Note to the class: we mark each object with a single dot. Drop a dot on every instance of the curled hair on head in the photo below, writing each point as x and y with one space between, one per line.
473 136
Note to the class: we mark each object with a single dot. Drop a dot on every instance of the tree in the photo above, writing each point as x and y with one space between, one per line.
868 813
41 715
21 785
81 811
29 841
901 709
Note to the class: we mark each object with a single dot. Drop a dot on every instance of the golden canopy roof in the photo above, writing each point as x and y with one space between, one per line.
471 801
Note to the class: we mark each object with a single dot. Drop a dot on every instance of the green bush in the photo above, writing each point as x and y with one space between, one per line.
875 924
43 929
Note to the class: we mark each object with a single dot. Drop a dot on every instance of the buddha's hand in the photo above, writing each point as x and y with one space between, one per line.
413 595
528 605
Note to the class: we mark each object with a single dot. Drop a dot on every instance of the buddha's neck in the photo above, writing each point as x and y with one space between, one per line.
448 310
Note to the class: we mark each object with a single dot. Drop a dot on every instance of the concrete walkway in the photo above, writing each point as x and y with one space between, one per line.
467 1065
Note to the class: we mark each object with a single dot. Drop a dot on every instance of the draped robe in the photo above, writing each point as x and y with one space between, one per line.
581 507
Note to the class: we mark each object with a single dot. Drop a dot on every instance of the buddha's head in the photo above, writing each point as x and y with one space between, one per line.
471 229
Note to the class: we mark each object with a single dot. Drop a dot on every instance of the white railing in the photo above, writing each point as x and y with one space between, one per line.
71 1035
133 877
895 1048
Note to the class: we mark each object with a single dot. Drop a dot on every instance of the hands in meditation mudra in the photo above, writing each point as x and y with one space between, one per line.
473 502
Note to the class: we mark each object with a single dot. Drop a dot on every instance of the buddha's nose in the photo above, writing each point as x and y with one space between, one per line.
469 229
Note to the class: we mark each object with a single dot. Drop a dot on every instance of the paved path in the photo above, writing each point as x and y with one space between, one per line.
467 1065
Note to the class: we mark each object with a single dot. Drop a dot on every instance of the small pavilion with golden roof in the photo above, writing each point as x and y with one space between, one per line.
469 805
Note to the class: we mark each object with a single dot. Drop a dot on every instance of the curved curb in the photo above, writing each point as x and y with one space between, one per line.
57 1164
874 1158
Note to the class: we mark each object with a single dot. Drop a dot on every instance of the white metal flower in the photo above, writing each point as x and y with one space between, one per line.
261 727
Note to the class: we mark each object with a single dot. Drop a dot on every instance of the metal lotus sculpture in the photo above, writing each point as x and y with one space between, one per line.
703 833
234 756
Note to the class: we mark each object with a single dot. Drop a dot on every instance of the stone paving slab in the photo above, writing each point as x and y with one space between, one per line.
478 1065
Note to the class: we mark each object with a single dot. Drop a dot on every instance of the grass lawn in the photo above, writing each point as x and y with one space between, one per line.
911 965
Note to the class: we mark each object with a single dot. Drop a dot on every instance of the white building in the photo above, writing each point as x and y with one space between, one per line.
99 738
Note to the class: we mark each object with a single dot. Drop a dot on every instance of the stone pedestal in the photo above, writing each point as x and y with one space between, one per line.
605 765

WHAT TO PRODUCE:
Transcribe the material above in its entirety. Match it exactly.

RIGHT ANSWER:
Note to the class: we mark each object with a single dot. Drop a dot on every instance of the curled hair on head in the photo below, writing each point as x and y with one space between, one per line.
473 136
Note to the class: we mark each object with a single dot. Drop a dot on every instance of the tree in the photo above, writing each point as x and y with one space between, one per line.
868 813
41 715
21 785
81 811
29 841
901 709
Note to the class: we mark each object with a single dot. Drop a dot on every instance of the golden canopy roof in the photo above, writing each point as x and y with one space between, one per line.
471 801
Note to the class: we mark each object with a single dot. Drop a dot on every instance of the green bush in the photo above, writing each point as x and y with one space between, one per line.
875 924
43 929
Note to the class: we mark each object with a single dot. Drop a dot on every instance of the buddha's hand in the photo above, writing each point as x and y with one space between, one per line.
413 595
528 605
Note to the class: we mark each object with a single dot. Drop a dot on every instance of the buddha's neck in the photo above, writing each point as x and y with one space between, one per line.
448 310
Note to the class: we mark each object with a single dot. Drop a dot on every instance of the concrete walkway in the photo above, writing each point as x and y with one space between, one per line.
467 1065
Note to the class: we mark each object with a single dot. Drop a dot on every instance of the draped robe in the photo above, writing each point as x and y with one space between, one per line.
581 507
Note to the class: we mark each object with a single dot. Drop a dot on every instance of the buddha's head in the photo above, writing each point as x and y with one space between, one per line.
471 229
Note to the class: we mark each object with a single dot. Drop a dot on every instance of the white railing in the photo above, writing each point as x and y with one space between, one per line.
71 1035
133 877
895 1048
Note to the class: we mark each object with a single dot. Drop a dot on every instance of the hands in meditation mudra in the photo above, writing each point as x and y with one space between, one per line.
473 502
Note to the class: we mark each object with a single dot. Drop a dot on every instance of the buddha's nose in the photo above, writing each point as x and y with one space between, one per line.
469 229
Note to the class: we mark each object with a single dot. Drop a dot on every instance of the paved path in the photo above, writing each point as x and y with one space between, one per line.
467 1065
Note to the class: we mark each object with a single dot. Drop a dot on every instance of the small pavilion with golden roof in the photo above, writing each point as x and y with one space between, one per line.
469 805
Note to the class: we mark each object with a single dot. Drop a dot on every instance of the curved curb in the photo above, writing each point as x and y with one space between, one per line.
57 1164
874 1158
Note to the class: we mark each object with a single dot. Drop a dot on every instance of the white metal flower in the photo above, writing each point as x and y with one space between, one per line.
261 727
Note to the class: we mark each object with a single dot. Drop a dot on every instance of the metal lotus sculpture in the photo above, writing each point as x and y with one space between, one per line.
703 833
234 756
Note to the class: we mark each object with a single dot. Drop a dot on every instance of the stone paving slab in the photo above, writing each point as x and y with one space between, one per line.
478 1065
Note to the class: we mark each object with a single dot. Drop a dot on every instance of the grass lawn in the photo above, writing each point as x and y with one space between, one per line.
911 965
Note to the class: we mark each object with a single dot. Drop a dot on every instance of the white building in the photo above, writing each point as x and y with one space between, one per line.
99 738
Note to the class: we mark each object with a single dot. Drop a dot on every instance of the stone pedestal in the photo above, writing each point as x and y with one space between, one per line.
605 765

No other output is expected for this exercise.